- [SET TASK]: Report every line of the data below that contains the word "leaf", copying each such line in full.

- [THE INPUT]:
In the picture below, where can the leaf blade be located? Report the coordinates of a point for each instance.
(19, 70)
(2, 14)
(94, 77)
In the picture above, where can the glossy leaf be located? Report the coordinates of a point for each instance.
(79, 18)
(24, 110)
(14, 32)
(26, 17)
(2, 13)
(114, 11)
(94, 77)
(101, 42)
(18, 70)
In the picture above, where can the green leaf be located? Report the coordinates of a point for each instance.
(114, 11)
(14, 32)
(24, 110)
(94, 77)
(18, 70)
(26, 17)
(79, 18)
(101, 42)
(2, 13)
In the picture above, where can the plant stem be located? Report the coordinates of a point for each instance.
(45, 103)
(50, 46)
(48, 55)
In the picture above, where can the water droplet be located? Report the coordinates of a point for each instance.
==
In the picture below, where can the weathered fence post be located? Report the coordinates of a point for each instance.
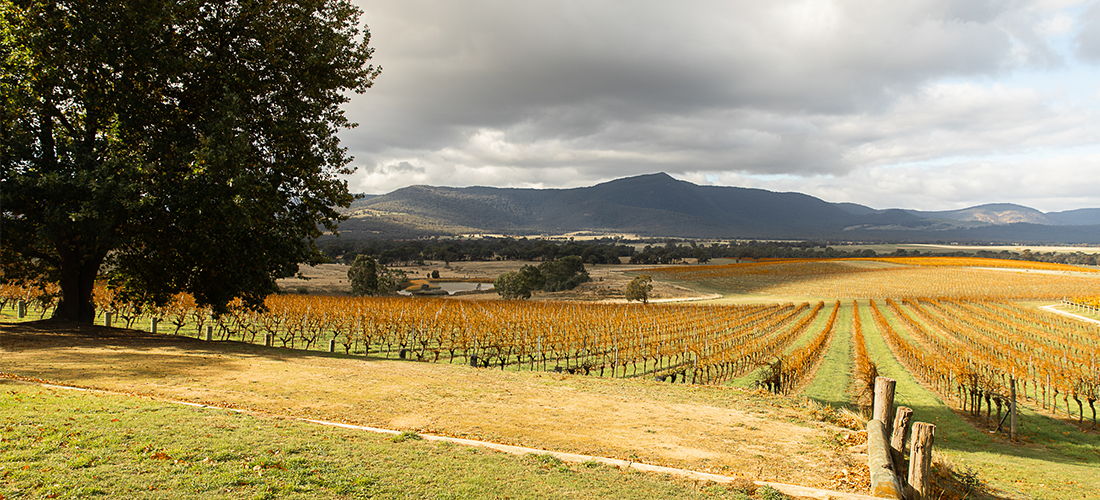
* * *
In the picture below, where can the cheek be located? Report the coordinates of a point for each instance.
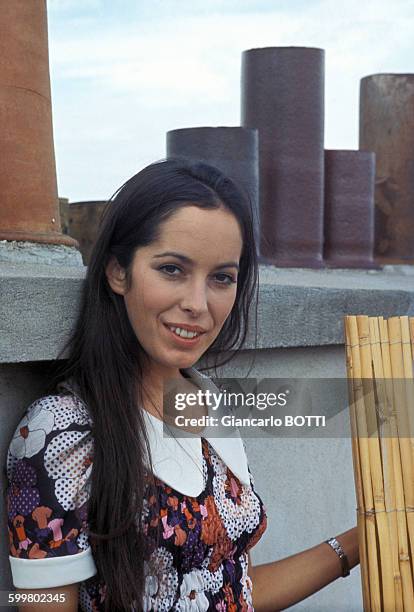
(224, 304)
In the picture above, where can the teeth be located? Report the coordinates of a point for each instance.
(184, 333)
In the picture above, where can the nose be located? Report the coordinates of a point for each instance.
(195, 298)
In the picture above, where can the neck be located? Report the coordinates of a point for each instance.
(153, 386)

- [RESULT OF THIS TASK]:
In the picture below, where can the leaf blade be located? Report the coordinates of a point for each instance.
In the picture above, where can the glossy leaf be located? Report the coordinates of a point for each instance.
In the picture above, where can the green leaf be located? Report the coordinates of a point for each instance.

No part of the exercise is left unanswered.